Location identification entries
########################################
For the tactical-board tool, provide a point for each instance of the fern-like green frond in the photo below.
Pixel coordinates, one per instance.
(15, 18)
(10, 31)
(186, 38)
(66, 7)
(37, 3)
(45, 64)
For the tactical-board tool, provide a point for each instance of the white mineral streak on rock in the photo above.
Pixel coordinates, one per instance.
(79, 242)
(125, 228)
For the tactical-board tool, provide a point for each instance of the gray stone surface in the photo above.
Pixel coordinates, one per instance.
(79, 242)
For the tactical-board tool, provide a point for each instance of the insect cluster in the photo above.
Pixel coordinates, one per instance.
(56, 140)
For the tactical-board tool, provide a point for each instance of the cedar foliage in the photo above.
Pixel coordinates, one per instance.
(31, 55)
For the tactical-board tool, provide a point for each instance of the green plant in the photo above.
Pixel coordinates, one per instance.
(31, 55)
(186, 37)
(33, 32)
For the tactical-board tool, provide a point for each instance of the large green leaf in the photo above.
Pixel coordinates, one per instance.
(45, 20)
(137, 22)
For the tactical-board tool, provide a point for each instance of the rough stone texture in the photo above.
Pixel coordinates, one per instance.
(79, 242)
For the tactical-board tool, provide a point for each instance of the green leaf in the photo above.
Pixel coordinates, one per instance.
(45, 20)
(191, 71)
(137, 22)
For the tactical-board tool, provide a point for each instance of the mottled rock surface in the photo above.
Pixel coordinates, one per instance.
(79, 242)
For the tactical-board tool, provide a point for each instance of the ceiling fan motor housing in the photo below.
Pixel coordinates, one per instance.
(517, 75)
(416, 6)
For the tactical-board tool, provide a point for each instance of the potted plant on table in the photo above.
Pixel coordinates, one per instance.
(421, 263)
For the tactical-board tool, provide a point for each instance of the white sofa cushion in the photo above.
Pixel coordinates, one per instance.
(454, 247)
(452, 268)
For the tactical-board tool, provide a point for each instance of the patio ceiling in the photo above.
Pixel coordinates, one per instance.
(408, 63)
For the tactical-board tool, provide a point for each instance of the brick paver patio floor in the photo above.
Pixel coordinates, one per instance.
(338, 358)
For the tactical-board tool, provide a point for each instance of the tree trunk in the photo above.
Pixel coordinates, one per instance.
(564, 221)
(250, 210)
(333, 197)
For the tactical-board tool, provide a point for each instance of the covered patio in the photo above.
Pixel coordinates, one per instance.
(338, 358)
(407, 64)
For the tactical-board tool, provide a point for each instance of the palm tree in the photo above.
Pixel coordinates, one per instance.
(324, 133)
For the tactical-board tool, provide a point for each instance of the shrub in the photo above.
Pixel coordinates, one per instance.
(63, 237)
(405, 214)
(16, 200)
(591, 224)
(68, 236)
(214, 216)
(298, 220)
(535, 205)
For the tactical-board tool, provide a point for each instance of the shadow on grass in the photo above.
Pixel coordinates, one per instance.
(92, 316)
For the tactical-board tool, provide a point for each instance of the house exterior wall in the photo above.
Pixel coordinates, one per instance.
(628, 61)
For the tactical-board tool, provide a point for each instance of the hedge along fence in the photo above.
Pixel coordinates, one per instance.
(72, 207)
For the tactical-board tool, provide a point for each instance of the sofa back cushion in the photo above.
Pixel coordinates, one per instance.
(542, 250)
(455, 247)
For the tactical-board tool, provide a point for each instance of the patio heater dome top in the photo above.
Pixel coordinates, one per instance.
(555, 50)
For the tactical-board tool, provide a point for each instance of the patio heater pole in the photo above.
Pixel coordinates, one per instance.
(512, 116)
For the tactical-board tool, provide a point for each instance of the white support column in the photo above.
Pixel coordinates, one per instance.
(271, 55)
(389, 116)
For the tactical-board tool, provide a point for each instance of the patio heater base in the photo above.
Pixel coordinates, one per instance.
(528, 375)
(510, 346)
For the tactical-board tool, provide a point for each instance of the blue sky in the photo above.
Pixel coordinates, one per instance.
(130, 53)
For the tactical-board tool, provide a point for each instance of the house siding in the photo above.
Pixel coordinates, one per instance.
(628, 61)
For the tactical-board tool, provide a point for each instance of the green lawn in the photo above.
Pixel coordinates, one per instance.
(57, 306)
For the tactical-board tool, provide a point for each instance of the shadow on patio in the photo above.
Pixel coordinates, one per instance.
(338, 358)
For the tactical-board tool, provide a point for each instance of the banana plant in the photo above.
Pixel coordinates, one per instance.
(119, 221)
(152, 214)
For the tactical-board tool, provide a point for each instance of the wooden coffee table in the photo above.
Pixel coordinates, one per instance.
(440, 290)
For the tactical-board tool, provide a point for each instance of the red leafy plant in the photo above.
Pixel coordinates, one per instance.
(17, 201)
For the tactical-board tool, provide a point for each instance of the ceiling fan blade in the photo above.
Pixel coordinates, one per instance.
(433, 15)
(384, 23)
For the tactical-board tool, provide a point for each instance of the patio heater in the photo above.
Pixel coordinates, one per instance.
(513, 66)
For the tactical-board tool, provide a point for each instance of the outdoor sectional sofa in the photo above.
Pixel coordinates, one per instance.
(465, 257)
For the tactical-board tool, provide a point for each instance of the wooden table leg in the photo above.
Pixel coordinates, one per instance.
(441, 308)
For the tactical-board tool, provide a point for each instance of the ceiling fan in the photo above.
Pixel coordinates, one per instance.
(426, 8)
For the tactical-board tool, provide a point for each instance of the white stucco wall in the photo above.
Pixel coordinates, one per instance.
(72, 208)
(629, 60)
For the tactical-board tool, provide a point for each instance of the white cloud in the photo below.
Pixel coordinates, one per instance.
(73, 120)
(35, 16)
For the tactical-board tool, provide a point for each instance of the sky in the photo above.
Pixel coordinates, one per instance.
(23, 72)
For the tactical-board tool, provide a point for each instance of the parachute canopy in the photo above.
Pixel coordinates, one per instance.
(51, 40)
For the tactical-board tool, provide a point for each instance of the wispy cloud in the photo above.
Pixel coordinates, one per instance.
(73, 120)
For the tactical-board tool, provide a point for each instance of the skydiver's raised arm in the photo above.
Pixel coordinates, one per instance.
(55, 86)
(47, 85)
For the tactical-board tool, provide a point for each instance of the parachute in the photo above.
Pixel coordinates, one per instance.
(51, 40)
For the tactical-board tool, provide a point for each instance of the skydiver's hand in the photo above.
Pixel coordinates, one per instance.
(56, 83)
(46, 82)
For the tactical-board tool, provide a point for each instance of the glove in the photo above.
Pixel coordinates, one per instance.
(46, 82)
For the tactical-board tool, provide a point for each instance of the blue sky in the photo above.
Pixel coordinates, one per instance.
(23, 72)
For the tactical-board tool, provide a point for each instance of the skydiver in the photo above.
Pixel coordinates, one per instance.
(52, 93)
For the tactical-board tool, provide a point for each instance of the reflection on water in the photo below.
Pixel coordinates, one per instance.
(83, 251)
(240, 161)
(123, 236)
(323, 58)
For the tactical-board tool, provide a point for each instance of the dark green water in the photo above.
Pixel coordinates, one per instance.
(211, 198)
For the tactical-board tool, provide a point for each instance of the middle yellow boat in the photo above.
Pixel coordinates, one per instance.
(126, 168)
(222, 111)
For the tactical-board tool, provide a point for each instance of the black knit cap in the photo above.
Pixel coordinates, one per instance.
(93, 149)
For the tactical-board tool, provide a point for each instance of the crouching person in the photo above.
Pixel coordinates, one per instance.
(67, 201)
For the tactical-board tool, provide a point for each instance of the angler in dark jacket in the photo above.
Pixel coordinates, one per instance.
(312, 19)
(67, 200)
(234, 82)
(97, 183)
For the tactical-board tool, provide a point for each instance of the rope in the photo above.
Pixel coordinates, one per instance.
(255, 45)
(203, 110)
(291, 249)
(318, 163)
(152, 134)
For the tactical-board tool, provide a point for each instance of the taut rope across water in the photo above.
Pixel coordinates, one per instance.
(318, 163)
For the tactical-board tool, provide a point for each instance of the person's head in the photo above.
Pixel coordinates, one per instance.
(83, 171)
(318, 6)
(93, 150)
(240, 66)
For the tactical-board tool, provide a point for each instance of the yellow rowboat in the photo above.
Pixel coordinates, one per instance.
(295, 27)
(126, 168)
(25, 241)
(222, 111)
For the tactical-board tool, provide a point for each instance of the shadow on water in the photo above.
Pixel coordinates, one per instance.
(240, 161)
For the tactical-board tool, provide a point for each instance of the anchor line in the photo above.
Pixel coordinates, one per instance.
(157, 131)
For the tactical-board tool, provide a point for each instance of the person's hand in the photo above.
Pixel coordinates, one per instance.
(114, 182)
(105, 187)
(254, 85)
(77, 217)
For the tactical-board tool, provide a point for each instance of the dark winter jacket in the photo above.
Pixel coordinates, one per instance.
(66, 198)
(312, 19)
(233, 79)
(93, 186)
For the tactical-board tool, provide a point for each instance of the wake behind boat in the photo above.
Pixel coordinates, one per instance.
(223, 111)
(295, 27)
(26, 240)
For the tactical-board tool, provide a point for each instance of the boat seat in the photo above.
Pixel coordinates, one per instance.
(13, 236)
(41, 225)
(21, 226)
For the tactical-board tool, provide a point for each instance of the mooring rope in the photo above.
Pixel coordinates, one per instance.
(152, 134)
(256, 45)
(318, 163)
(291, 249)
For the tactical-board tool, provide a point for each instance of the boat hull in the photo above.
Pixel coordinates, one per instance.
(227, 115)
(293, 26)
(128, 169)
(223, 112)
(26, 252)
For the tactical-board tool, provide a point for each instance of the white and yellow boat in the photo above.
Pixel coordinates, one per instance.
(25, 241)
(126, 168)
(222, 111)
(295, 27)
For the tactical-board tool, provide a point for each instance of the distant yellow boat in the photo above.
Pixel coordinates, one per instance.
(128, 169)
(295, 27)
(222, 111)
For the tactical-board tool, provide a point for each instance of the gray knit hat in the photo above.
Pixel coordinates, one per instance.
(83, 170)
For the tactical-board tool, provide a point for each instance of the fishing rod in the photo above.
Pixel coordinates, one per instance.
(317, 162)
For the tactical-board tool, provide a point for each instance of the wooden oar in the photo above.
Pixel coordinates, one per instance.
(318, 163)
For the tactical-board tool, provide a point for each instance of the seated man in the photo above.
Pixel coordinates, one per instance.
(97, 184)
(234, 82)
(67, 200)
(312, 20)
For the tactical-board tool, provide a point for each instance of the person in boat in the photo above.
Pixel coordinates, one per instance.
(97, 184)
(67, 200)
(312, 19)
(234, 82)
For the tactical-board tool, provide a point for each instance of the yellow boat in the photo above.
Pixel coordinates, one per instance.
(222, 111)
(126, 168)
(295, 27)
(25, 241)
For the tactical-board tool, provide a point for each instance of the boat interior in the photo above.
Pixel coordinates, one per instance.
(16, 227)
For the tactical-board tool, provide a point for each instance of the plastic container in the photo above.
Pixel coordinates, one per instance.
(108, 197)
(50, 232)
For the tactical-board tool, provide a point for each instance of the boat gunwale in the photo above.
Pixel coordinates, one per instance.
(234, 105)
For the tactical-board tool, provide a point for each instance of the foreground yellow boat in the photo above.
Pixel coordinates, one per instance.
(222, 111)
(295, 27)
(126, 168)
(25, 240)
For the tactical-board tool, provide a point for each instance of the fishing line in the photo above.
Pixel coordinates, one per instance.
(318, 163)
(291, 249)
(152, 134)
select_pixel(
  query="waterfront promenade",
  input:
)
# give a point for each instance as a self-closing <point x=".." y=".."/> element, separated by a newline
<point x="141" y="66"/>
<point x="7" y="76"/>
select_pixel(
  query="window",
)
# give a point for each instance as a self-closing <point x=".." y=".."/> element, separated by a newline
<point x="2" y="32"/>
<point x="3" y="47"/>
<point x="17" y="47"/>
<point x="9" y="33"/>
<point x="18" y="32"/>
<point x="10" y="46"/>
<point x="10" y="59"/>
########################################
Rewrite everything from the line containing "gunwale in the photo above." down to the last of the rows, switching "fishing line" to "mooring rope" and leaving all else unchanged.

For the tactical-board tool, provide a point for each instance of the boat gunwale in the photo above.
Pixel coordinates, one per instance.
(234, 105)
For the tactical-board tool, provide a point for each instance of the foreground yellow boat in the photo above.
Pixel coordinates, one per instance.
(222, 111)
(295, 27)
(126, 168)
(25, 240)
For the tactical-board tool, provide a point for each instance of the mooring rope in the photo above.
Pixel coordinates, one per instance.
(318, 163)
(291, 249)
(152, 134)
select_pixel(
  query="waterfront promenade",
  input:
)
# give a point for each instance as a self-closing <point x=".." y=".."/> element, separated by a newline
<point x="141" y="66"/>
<point x="7" y="76"/>
select_pixel(
  query="window",
)
# give a point for each instance as a self-closing <point x=".." y=".."/> element, separated by a newline
<point x="2" y="32"/>
<point x="3" y="47"/>
<point x="17" y="47"/>
<point x="9" y="33"/>
<point x="18" y="32"/>
<point x="10" y="46"/>
<point x="10" y="59"/>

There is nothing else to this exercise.